TASK STATEMENT: Copy exactly the lines of the records below, and only those lines, beginning with the line that contains "If you could spot the tree" and ending with the line that contains "If you could spot the snow-covered".

RECORDS SUPPLIED:
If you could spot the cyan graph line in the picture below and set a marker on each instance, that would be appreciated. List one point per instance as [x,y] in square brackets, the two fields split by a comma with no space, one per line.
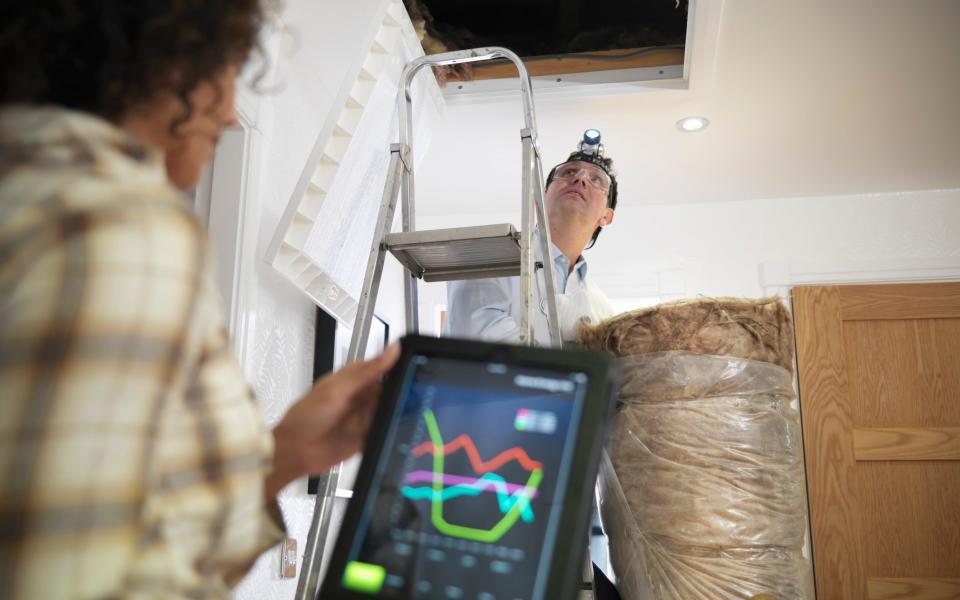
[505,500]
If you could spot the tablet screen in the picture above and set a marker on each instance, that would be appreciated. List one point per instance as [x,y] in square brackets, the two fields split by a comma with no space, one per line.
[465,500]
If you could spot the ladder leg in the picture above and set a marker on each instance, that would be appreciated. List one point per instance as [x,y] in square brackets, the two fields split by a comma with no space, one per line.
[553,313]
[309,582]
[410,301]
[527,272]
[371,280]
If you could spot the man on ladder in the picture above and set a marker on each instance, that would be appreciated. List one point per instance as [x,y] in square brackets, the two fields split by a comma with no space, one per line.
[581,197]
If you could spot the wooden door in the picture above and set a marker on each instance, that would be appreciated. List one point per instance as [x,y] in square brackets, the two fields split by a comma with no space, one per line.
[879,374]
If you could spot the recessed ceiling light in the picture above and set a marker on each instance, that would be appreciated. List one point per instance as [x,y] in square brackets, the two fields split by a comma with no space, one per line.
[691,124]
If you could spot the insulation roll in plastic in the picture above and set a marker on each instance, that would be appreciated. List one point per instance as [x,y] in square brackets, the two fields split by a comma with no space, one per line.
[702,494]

--

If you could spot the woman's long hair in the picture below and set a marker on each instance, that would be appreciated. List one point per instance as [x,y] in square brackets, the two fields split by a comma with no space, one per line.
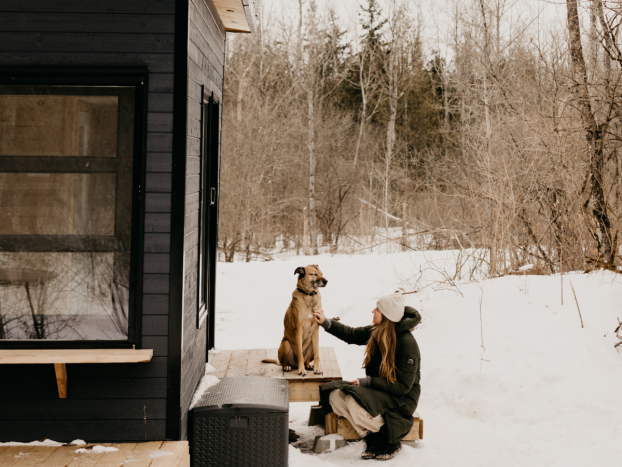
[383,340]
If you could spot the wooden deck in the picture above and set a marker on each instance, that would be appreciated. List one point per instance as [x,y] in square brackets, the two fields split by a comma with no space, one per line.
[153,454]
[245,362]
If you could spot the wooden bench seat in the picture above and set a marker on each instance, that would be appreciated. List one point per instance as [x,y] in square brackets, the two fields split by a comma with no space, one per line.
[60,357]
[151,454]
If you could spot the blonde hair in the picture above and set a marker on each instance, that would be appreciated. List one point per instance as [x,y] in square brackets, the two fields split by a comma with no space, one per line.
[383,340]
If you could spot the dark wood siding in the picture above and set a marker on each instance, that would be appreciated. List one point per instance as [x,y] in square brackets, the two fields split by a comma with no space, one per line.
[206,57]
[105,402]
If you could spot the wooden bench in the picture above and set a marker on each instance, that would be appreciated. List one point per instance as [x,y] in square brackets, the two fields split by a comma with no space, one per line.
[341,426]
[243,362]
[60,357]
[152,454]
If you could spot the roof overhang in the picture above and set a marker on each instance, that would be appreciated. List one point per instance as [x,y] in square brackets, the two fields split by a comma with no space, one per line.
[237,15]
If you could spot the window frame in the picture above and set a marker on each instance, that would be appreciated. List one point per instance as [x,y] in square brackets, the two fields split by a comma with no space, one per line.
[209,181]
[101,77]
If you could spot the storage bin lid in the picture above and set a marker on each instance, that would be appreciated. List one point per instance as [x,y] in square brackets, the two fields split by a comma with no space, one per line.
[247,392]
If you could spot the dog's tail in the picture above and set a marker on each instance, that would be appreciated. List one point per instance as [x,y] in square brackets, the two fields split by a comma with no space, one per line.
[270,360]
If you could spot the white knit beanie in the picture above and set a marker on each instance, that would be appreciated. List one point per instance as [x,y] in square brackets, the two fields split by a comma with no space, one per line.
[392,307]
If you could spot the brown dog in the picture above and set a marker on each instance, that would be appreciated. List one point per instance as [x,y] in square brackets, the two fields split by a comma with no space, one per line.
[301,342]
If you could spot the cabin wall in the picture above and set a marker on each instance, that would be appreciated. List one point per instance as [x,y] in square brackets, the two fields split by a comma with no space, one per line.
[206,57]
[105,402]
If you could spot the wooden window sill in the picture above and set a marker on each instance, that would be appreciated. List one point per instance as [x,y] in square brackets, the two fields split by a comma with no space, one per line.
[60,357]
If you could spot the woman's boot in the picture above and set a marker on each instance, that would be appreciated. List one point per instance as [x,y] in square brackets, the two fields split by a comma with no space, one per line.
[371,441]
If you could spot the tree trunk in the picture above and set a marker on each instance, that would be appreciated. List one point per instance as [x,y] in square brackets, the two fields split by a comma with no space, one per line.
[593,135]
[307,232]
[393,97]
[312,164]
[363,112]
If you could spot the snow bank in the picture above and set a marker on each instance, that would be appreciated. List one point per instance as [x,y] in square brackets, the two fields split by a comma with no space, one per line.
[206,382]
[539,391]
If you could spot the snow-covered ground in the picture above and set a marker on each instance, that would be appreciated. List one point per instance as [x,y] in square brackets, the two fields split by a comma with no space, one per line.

RESPONSE AREA:
If you could spot the tree trunk in the picture above and set a marker on each instance, that would be appreciated. List one point per instance as [x,y] in square brackets, the two fields split by a comma with no space, one per line.
[593,135]
[307,232]
[393,97]
[312,164]
[363,112]
If you could spot the snow bank in the picture above and set a marker on each instance, that would be appreciated. List one point per instance as [x,y] in square brackets, the two fields split by a comma with no space, one per line.
[206,382]
[539,391]
If you could spot the snow-covered ground in the picture above and set a marker on each instance, that would be appreciated. List one point per instance as [x,y] in square brackets, the two fields split by a comma with no space, one per line.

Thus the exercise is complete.